■ Directive
Find "black face mask in the photo above." in the data, then restate the line it sits in and every later line word for word, ending with the last line.

■ Data extract

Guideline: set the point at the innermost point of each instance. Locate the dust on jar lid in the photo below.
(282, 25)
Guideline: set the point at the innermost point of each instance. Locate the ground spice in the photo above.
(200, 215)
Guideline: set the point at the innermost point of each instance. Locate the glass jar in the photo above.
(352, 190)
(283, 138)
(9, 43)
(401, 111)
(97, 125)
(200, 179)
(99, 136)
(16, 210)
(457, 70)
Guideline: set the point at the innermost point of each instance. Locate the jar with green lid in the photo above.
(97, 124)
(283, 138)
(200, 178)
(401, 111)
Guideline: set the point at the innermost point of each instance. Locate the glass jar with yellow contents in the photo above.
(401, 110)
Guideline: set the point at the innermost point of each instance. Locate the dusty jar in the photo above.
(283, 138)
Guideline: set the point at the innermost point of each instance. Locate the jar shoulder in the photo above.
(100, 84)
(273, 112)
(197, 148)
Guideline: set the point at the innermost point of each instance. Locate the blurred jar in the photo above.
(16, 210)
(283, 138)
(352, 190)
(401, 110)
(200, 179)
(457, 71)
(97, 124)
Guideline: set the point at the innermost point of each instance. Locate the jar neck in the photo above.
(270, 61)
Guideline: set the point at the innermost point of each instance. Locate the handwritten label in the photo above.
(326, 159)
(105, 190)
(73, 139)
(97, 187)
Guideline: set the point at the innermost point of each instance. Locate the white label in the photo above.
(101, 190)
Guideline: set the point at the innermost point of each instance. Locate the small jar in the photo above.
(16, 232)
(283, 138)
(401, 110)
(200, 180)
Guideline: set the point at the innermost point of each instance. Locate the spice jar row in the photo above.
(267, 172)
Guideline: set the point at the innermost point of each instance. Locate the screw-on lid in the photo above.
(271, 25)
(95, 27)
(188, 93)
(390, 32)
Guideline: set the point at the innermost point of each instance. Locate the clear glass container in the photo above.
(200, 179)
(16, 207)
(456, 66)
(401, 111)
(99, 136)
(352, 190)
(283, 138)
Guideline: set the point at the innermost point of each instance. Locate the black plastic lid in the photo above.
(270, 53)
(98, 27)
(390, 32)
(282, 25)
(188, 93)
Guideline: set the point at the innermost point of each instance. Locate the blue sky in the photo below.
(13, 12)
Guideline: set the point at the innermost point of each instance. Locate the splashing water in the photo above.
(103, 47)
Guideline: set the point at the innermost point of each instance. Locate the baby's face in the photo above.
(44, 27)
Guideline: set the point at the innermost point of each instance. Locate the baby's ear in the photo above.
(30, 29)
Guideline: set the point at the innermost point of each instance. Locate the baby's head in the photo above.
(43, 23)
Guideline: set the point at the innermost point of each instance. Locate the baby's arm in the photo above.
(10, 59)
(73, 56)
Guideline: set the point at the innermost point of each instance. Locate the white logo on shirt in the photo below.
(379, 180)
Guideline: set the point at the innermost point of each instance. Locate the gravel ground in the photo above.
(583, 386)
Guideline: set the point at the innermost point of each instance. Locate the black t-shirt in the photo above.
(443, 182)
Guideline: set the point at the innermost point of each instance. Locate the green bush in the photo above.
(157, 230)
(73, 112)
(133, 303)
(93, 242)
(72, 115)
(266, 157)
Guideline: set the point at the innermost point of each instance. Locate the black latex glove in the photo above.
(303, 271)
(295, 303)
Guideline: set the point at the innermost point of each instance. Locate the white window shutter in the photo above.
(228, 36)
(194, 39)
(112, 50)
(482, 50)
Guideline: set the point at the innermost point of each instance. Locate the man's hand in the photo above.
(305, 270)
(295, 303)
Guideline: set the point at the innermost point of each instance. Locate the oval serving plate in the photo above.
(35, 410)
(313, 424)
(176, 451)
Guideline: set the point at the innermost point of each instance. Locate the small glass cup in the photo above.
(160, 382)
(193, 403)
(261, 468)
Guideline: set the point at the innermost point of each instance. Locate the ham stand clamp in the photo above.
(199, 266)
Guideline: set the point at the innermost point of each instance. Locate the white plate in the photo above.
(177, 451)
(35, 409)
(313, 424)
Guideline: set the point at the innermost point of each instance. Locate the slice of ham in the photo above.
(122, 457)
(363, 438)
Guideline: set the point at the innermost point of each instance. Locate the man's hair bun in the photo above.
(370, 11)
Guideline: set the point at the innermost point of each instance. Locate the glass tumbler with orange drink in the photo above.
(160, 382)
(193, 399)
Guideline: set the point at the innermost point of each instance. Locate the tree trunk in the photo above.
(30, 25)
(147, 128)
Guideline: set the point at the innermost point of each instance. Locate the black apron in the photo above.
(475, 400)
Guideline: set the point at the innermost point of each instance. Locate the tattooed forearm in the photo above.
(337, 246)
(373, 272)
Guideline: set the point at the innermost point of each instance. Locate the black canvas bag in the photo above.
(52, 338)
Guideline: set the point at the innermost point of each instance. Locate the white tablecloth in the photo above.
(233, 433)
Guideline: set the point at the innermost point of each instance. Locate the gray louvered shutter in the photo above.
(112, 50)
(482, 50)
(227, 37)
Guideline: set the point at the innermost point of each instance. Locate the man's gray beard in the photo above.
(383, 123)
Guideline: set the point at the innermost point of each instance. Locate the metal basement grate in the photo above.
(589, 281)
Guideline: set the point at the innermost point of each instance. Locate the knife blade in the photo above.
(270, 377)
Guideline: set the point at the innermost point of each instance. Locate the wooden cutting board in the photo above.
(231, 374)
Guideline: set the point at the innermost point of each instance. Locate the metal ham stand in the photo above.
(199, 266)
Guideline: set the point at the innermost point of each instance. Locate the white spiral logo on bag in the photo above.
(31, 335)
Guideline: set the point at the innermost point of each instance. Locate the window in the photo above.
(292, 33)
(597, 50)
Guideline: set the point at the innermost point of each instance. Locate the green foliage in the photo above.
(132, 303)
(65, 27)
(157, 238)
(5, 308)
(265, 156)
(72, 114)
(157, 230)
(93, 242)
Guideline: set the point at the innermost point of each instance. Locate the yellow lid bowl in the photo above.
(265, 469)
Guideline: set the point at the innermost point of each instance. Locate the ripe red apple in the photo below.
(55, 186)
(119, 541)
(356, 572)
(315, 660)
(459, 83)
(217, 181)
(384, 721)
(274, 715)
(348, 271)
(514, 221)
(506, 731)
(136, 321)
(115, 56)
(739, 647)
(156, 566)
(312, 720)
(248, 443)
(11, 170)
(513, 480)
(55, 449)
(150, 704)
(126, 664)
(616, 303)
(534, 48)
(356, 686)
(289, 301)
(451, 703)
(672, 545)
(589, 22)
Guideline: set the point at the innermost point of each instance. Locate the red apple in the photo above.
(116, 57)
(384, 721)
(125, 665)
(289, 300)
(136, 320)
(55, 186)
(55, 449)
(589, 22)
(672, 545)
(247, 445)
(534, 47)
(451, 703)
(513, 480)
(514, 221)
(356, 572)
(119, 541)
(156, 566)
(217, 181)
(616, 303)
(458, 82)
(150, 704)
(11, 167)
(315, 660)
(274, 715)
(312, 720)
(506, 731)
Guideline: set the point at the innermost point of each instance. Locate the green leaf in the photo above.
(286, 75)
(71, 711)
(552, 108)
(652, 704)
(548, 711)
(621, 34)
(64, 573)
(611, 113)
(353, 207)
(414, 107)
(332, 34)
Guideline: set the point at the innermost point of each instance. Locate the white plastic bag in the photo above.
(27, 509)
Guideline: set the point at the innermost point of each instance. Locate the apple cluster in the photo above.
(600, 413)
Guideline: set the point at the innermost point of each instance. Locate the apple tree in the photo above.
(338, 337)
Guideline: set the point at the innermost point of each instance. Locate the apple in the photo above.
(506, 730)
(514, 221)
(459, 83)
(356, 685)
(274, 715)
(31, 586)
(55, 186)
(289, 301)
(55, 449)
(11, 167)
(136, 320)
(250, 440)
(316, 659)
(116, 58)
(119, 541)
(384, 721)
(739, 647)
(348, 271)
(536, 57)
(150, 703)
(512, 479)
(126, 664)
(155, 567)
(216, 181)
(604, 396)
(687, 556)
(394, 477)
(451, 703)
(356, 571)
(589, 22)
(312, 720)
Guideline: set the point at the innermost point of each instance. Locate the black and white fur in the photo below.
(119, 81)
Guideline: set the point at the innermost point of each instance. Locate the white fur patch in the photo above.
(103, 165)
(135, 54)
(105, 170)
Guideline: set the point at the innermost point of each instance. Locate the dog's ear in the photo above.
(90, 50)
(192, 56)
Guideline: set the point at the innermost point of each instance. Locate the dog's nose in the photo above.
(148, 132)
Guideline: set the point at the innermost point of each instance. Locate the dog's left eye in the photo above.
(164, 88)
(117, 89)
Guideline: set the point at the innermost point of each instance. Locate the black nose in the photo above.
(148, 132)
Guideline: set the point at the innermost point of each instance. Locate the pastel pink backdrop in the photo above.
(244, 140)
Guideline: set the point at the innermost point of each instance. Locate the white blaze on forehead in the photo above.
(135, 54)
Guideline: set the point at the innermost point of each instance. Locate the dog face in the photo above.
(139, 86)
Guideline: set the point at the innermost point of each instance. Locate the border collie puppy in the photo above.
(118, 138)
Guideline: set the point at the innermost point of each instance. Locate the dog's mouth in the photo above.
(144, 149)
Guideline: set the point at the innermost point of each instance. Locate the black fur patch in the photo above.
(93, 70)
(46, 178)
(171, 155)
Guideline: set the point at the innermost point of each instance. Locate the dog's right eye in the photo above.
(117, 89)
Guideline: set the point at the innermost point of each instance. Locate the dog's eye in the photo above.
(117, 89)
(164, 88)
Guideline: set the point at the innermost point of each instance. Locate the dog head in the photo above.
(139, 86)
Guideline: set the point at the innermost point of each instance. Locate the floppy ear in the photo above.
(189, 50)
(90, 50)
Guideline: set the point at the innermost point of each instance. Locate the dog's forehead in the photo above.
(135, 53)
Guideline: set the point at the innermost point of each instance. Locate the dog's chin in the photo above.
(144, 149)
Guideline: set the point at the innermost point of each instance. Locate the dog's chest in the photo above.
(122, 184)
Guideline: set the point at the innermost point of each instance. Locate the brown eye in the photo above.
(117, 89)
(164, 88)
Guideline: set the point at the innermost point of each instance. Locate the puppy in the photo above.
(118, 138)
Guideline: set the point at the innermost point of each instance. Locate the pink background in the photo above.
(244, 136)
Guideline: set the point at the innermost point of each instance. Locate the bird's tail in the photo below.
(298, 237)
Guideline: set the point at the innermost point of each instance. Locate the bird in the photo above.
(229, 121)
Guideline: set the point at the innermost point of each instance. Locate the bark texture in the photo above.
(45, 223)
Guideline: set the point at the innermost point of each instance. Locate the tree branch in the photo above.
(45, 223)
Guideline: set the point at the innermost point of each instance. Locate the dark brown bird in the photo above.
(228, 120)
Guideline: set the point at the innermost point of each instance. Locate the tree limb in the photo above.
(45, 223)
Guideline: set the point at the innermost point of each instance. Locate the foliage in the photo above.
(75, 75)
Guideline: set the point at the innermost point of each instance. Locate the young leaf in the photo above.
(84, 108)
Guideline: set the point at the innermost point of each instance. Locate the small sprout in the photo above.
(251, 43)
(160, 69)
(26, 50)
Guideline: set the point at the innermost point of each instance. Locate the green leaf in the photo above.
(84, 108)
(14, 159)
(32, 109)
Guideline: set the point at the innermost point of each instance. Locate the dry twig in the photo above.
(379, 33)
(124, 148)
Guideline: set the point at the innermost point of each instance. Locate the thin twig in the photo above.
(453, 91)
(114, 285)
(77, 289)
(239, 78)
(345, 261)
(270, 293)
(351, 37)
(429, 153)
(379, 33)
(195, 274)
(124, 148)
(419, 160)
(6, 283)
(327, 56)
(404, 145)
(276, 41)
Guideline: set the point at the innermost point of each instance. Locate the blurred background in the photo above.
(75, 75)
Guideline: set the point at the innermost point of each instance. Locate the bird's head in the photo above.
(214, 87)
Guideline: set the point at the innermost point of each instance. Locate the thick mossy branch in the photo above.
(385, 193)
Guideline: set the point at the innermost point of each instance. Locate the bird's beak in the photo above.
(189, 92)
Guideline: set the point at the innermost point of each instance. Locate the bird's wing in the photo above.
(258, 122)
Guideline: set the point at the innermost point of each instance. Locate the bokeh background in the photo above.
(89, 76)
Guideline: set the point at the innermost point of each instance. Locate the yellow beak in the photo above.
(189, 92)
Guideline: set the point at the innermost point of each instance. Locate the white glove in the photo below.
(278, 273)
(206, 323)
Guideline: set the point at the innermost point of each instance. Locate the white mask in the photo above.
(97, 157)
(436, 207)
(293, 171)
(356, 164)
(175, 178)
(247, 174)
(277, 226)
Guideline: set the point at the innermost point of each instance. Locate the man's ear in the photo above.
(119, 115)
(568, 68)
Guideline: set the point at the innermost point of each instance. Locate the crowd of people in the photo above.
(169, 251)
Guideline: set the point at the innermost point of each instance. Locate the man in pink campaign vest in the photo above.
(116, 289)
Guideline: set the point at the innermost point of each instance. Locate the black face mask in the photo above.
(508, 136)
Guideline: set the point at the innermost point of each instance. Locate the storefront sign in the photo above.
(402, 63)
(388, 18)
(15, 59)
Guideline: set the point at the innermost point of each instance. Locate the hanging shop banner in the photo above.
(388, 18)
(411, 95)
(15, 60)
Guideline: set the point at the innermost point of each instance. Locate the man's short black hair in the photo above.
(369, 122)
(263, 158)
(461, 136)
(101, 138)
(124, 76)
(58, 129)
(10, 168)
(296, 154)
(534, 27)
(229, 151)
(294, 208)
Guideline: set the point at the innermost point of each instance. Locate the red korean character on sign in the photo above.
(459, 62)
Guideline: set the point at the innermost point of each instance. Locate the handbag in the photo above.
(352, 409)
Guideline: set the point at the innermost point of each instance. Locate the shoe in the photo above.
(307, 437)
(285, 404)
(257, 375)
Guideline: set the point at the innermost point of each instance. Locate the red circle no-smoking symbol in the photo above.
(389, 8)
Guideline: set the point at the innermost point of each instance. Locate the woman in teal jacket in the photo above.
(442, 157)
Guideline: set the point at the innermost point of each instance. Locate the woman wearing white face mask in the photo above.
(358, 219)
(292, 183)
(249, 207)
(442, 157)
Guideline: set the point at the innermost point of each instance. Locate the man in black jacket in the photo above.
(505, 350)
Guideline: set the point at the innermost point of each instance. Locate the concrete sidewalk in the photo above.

■ In response
Guideline: set the point at the innermost point of each instance. Locate the black face mask in the photo above.
(508, 136)
Guideline: set the point at the innermost point of each instance. Locate the storefront sign in the photo above.
(402, 63)
(388, 18)
(15, 59)
Guideline: set the point at the innermost point of each instance. Locate the hanging shop banner in the photo above.
(388, 18)
(411, 95)
(15, 60)
Guideline: set the point at the innermost point of each instance. Locate the man's short black hair in the photo above.
(369, 122)
(263, 158)
(461, 136)
(101, 138)
(124, 76)
(58, 129)
(10, 168)
(296, 154)
(534, 27)
(229, 151)
(294, 208)
Guideline: set the point at the innermost point of each instance. Locate the red korean character on sign in the photo above.
(459, 62)
Guideline: set the point at the innermost point of each instance. Locate the handbag in the photo above.
(352, 409)
Guideline: set the point at the innermost point of each instance. Locate the shoe in the photo above.
(307, 437)
(285, 404)
(257, 375)
Guideline: set the point at the innermost point of each instance. Locate the red circle no-smoking symbol in the photo above.
(389, 8)
Guideline: set the point at the innermost point of each instance. Locate the woman in teal jacket in the photo above.
(442, 157)
Guideline: set the point at the innermost point of each instance. Locate the woman wearing white face mask in the photo above.
(358, 219)
(292, 183)
(249, 207)
(442, 157)
Guideline: set the point at the innermost point of each instance. Locate the man in black jacket in the photo above.
(505, 350)
Guideline: set the point at the innermost point of each instance. Locate the concrete sidewalk in the photo above.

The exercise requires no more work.